GOAL OF THE EXERCISE:
Identify every line in the data below that contains the word "mouth", and copy each of those lines.

◇ ◇ ◇ ◇

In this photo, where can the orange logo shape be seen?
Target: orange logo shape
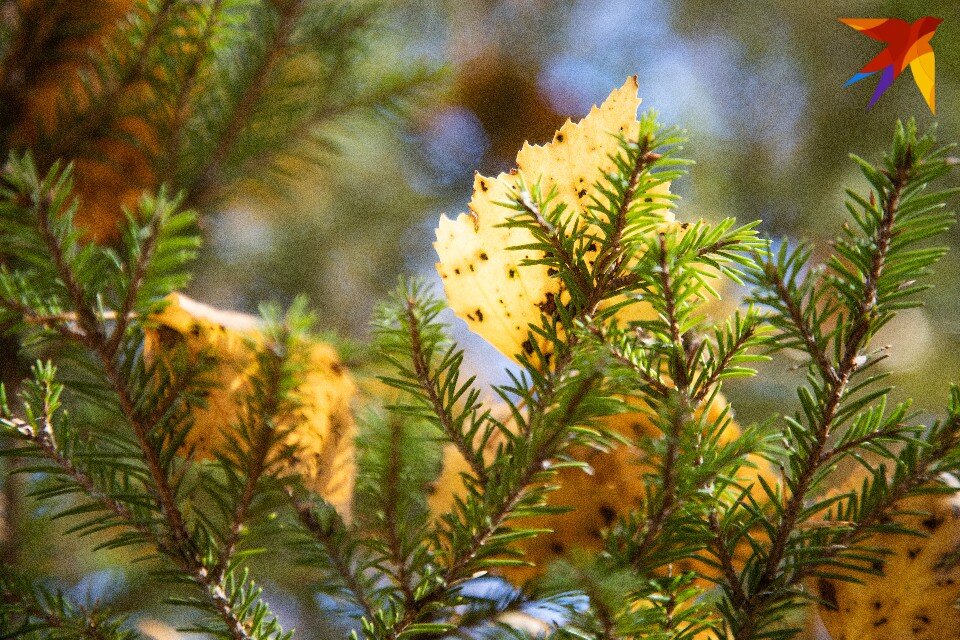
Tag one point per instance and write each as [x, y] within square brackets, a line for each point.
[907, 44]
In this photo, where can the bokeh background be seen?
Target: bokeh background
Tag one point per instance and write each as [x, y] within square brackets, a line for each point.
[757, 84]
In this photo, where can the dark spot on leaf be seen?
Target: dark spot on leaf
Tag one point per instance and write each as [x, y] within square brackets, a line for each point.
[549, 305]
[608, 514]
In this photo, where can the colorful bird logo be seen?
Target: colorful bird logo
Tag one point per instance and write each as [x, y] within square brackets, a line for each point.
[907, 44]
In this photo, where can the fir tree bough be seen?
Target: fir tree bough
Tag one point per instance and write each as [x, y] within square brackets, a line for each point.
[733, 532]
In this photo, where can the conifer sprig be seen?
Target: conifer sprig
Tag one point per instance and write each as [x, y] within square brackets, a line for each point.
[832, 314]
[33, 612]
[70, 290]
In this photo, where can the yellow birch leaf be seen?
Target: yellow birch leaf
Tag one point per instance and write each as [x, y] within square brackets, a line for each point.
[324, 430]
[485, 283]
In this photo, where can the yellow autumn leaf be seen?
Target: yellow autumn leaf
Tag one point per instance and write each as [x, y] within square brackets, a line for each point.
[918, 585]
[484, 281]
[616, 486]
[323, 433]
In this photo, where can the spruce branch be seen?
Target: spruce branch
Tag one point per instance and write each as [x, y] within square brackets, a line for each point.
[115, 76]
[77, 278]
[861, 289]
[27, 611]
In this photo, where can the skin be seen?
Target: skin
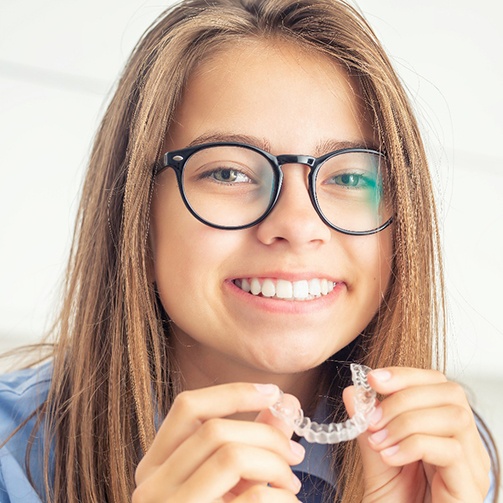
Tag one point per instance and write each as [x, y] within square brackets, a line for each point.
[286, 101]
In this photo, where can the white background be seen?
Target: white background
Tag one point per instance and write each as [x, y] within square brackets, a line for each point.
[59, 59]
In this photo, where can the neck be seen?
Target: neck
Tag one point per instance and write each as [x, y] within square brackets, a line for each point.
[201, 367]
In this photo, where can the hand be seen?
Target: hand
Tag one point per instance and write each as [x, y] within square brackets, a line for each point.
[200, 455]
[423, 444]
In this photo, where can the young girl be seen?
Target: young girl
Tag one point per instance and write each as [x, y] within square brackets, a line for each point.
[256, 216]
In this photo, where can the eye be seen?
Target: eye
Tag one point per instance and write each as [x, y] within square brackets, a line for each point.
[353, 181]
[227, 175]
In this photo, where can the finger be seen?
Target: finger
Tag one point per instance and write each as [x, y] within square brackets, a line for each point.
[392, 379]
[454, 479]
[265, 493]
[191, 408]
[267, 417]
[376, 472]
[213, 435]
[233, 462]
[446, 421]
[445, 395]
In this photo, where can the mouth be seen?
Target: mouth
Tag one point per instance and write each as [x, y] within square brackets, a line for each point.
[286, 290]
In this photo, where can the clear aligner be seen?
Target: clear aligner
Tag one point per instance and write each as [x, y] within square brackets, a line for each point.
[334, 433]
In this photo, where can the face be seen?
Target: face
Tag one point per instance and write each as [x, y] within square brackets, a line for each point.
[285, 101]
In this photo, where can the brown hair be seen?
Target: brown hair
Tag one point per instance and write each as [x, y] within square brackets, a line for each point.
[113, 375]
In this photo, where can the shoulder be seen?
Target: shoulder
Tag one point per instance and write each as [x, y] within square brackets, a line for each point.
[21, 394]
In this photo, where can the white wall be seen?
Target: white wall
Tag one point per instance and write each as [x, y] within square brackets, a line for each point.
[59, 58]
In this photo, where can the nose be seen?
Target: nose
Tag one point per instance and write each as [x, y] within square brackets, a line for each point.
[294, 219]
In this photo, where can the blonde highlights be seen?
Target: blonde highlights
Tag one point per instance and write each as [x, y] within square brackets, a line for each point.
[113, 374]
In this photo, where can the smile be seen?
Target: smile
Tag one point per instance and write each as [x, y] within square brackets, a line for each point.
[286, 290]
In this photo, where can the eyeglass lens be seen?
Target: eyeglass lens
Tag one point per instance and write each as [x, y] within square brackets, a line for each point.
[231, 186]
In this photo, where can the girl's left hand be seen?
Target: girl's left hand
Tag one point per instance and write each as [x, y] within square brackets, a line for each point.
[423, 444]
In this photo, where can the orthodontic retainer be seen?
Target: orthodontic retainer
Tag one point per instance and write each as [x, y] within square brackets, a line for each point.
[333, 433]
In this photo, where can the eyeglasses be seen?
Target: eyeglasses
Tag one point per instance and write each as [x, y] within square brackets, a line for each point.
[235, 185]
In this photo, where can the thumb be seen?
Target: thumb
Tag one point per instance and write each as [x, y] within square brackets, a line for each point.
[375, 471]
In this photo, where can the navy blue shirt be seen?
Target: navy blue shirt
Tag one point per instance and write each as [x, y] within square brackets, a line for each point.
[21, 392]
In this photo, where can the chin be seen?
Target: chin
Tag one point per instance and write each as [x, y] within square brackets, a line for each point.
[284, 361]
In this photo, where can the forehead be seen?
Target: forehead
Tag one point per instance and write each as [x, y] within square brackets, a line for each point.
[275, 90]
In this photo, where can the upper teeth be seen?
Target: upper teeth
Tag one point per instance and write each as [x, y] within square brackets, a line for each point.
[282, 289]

◇ ◇ ◇ ◇

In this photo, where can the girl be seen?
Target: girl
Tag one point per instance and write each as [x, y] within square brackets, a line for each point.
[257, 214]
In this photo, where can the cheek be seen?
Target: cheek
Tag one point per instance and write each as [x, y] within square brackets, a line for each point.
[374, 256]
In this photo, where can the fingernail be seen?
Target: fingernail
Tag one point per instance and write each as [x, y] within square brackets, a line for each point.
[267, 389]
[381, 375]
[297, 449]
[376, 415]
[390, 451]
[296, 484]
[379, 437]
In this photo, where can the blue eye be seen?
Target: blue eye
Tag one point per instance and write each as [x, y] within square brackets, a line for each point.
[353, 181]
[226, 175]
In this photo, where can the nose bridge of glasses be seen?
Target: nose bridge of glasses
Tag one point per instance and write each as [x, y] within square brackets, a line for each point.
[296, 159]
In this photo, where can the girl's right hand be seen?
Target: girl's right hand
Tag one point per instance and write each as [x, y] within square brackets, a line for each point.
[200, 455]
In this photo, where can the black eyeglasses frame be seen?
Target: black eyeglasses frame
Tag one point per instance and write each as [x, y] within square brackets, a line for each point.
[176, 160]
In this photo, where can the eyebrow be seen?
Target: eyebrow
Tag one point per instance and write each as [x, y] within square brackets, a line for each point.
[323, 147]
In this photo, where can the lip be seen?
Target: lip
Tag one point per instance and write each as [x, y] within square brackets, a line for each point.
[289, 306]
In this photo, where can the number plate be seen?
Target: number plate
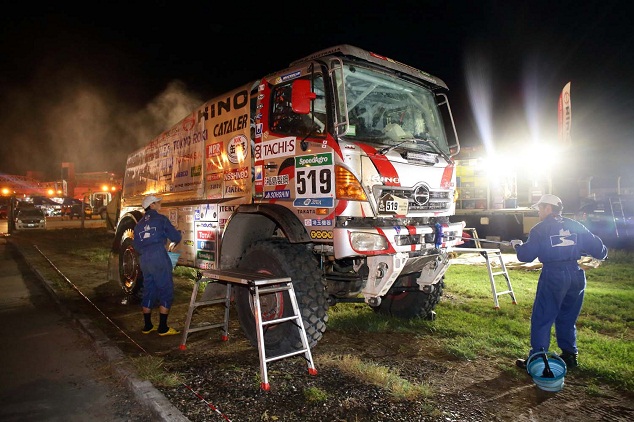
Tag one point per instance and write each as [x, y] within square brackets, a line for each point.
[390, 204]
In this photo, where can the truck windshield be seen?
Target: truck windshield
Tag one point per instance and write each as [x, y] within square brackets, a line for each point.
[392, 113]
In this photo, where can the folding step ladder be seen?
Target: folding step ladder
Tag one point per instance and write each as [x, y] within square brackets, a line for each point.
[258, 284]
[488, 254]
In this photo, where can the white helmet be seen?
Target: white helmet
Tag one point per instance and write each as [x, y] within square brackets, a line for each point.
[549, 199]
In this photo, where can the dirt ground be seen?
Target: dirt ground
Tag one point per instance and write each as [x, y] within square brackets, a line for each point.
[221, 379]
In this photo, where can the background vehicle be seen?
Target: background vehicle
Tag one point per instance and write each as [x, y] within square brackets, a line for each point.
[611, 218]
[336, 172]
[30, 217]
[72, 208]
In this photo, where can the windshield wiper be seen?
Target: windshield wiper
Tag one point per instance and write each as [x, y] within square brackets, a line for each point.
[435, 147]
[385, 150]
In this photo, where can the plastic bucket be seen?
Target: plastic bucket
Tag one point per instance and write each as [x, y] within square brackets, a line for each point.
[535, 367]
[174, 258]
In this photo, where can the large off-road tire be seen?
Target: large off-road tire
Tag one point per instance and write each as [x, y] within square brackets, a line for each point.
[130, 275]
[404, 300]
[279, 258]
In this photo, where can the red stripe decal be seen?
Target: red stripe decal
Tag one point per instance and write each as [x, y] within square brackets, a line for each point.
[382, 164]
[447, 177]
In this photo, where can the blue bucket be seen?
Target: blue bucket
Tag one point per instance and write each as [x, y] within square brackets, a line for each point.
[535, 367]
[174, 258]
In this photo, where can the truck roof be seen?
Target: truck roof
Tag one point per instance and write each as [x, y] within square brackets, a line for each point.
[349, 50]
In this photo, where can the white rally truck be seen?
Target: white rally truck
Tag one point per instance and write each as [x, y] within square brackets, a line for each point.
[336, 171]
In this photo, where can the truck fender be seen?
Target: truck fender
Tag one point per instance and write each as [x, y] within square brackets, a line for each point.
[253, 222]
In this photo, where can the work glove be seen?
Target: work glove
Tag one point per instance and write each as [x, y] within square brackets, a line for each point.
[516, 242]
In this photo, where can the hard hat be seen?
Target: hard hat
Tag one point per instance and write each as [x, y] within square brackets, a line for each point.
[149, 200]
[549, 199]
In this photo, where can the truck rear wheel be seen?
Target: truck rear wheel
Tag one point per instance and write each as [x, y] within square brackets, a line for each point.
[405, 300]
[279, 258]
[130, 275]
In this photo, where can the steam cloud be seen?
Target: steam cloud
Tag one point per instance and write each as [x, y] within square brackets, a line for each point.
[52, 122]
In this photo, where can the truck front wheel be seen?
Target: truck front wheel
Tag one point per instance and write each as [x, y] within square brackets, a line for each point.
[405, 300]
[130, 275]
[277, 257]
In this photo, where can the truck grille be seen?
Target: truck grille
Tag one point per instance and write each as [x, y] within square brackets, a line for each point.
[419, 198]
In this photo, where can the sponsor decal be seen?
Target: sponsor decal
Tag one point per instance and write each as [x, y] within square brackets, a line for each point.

◇ ◇ ◇ ◇

FINAL RESULT:
In this photo, where can the mouth be seen?
Target: mouth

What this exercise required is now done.